#### Problem requirements:
Print the entire listing. Each line must match the original exactly.

::::::

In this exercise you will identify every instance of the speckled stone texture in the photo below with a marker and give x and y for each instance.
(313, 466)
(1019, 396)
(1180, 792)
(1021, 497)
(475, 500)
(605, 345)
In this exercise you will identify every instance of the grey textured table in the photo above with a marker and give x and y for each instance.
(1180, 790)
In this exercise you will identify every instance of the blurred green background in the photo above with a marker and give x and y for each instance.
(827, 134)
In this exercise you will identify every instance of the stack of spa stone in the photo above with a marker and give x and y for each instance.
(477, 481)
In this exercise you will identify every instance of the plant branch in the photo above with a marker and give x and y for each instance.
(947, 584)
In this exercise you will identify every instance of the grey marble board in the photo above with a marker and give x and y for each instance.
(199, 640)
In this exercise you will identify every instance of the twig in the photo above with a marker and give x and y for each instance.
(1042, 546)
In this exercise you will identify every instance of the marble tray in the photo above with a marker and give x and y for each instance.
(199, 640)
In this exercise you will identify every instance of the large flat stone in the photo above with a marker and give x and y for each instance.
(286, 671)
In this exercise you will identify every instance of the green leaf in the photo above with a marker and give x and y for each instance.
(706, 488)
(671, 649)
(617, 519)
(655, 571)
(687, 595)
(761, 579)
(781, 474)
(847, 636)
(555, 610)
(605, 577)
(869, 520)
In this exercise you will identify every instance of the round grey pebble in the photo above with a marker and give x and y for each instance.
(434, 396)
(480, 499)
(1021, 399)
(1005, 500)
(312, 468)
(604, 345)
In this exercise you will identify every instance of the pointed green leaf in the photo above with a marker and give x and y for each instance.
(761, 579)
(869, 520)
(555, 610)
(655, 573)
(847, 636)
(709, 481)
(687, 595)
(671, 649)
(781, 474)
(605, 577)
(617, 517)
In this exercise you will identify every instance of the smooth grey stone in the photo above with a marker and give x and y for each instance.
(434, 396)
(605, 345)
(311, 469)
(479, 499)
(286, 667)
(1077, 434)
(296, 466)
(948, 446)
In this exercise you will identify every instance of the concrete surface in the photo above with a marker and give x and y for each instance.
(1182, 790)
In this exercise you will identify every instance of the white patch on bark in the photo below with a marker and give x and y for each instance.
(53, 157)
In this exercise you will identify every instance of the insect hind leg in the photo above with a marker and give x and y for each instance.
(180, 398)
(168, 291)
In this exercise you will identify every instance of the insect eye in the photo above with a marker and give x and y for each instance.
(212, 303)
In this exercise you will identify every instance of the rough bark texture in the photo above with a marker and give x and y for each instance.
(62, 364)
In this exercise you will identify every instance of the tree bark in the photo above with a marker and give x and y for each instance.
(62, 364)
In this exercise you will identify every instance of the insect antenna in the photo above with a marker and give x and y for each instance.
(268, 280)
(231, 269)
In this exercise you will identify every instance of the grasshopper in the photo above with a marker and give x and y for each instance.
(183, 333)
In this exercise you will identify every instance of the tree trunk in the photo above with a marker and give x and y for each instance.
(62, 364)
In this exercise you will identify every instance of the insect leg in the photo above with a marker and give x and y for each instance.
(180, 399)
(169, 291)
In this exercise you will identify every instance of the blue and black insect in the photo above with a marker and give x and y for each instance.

::::::

#### Solution to this task:
In this exercise you will identify every instance of the speckled stone texture in the photo below with a marker and give x and y for each instance.
(313, 466)
(1019, 396)
(1180, 792)
(1021, 497)
(475, 500)
(605, 345)
In this exercise you will identify every instance of the grey textured table in the photo above with a marker and give x and y for each instance.
(1180, 790)
In this exercise you will identify every instance of the blurred green background in the photo above with a marker and give x and y for each instance.
(827, 134)
In this exercise you will identify every instance of the stack of spa stone in the photo above with a marker and give x and y for each instance.
(477, 481)
In this exercise you will identify every instance of the plant branch in the photo above with a marker and give x and y for each instance.
(947, 584)
In this exercise you will identify every instance of the grey marble board in the photo above with a marker and give x and y for each instance.
(199, 640)
In this exercise you will identify every instance of the twig in the photo above with a marker and give x and y for each instance.
(1042, 546)
In this exercise you will identify every instance of the marble tray in the photo above with a marker and give x and y for each instance.
(199, 640)
In this exercise you will identify every instance of the large flat stone in the photo above with a marker and give x and y for each instance.
(286, 671)
In this exercise you will identify every instance of the green leaf in the photo above with a marker and give x and y for each instance.
(706, 488)
(671, 649)
(617, 519)
(655, 571)
(687, 595)
(761, 579)
(781, 474)
(847, 636)
(555, 610)
(605, 577)
(869, 520)
In this exercise you will identify every instance of the round grey pebble in the photo above with a marker and give x and y for each instance.
(434, 396)
(480, 499)
(1021, 399)
(1005, 500)
(312, 468)
(604, 345)
In this exercise you will identify every instance of the pointed green leaf in the photo above with a marker and give x and y for each instance.
(761, 579)
(869, 520)
(555, 610)
(655, 573)
(847, 636)
(709, 481)
(687, 595)
(671, 649)
(781, 474)
(605, 577)
(617, 517)
In this exercise you will identify every instance of the smooth grey stone in the photo above with a marker and give x and y for each instance.
(434, 396)
(605, 345)
(311, 469)
(479, 499)
(286, 667)
(1077, 434)
(296, 466)
(948, 446)
In this exercise you will identify every instance of the concrete surface in the photo above with a marker and give x and y for each instance.
(1182, 790)
In this exercise you will identify every instance of the white patch on bark in the photo below with a marker and give x and y for each instance.
(53, 157)
In this exercise you will identify every instance of the insect hind leg in the photo above with a marker and give x and y for each instance.
(180, 398)
(168, 291)
In this exercise you will identify every instance of the insect eye in the photo above with a marker and give x and y for each instance.
(212, 303)
In this exercise you will identify every instance of the rough bark texture in the photo above with a marker and give x and y for each instance.
(62, 364)
In this exercise you will identify every instance of the tree bark in the photo above with a marker and give x and y for each instance.
(62, 364)
In this exercise you will identify every instance of the insect antenna in the photo above with a marker and give x and y for each instance.
(268, 280)
(231, 269)
In this exercise you will identify every instance of the grasshopper in the photo above with a marker and give x and y for each instance.
(183, 333)
In this exercise you will identify every instance of the tree trunk in the photo above with a marker and give x and y for each instance.
(62, 364)
In this exercise you will identify every instance of the insect leg in the photo above with a marker and give x and y for each instance.
(180, 399)
(169, 291)
In this exercise you will identify every instance of the blue and black insect in the photo above with a marker and give x and y for each instance.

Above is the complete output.